### Parts of the exercise:
(a) From the text on how children's time discrimination develops, list the kinds of temporal tasks it names inside its first parenthesis.
(b) In the rows, substitute "silver" for "grey" from the line containing "Shot-chart audit: point to every instance of the grey" through the last line of the rows, and give those lines back with nothing else changed.

### Quoted text:
--- BEGIN ---

Nevertheless, the capacity to judge time precisely in a wide variety of temporal tasks (temporal production, reproduction, generalization and bisection) improves during childhood [3], [6]–[12]. In their attempt to trace the typical development of temporal discrimination capacities, researchers have employed the temporal bisection task [13]. This task is particularly suitable for use with very young children and has also been used in lower animals, such as rats. In this task, children are presented with a short (S) and a long (L) standard duration. They are then presented with comparison durations (D) (equal to S or L or of intermediate values) and must judge whether these durations are more similar to S or L. In this bisection task, children of different ages exhibit orderly psychophysical functions, with the proportion of long responses (p(long)) increasing with the comparison duration values, thus revealing their ability to discriminate time. The point of subjective equality (D(p(long)  = .50), also called the bisection point (BP), appears to be similar across ages. However, the psychometric function slopes are systematically flatter in younger children. When indexes of variability in time discrimination are calculated, such as the Difference Limen (DL) (D(p(long)  = .75–D(p(long)  = .25)/2) or the Weber Ratio (WR) – which is a type of coefficient of variation (DL/BP) -, their values decrease with increasing age. This demonstrates that time sensitivity in a temporal discrimination task, such as the bisection task, improves during childhood.

--- END ---

[Entries drawn from a collection]
--- BEGIN ---

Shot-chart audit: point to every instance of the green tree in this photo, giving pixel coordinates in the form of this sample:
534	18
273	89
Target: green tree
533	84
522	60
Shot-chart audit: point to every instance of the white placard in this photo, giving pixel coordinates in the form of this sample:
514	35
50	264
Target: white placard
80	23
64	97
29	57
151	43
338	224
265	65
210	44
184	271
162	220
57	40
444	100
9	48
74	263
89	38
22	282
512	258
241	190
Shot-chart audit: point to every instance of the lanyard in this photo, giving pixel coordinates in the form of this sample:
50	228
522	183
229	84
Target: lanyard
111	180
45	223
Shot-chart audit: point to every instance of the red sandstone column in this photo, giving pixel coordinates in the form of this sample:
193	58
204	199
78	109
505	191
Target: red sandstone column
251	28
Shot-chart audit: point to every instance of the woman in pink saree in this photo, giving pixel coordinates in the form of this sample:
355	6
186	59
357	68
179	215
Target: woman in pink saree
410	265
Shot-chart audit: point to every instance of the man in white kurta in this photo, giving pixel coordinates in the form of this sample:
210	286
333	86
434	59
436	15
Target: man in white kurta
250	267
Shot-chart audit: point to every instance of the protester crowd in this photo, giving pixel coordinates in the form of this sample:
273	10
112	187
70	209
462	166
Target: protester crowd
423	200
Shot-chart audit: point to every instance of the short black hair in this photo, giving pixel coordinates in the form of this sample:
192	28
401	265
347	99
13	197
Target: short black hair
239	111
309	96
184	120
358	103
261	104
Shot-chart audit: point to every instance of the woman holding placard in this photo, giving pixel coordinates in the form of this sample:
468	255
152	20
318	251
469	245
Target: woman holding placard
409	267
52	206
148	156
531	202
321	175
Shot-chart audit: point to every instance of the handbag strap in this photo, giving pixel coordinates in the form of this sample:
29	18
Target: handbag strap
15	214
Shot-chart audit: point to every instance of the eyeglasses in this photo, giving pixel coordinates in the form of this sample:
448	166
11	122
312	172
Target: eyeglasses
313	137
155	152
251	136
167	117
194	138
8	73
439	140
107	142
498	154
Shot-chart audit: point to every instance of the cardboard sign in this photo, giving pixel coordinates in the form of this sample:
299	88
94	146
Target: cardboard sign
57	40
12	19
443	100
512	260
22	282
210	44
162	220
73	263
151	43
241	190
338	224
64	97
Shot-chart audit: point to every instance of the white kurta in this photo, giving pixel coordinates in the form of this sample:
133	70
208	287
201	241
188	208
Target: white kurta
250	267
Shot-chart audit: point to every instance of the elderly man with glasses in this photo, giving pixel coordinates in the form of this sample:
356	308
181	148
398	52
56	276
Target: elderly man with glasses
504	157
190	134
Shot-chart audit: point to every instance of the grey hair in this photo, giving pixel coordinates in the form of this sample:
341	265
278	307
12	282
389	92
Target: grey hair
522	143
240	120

--- END ---

### Answers to the exercise:
(a) temporal production, reproduction, generalization, bisection

(b)
Shot-chart audit: point to every instance of the silver hair in this photo, giving pixel coordinates in the form of this sample:
341	265
278	307
12	282
389	92
Target: silver hair
522	143
240	120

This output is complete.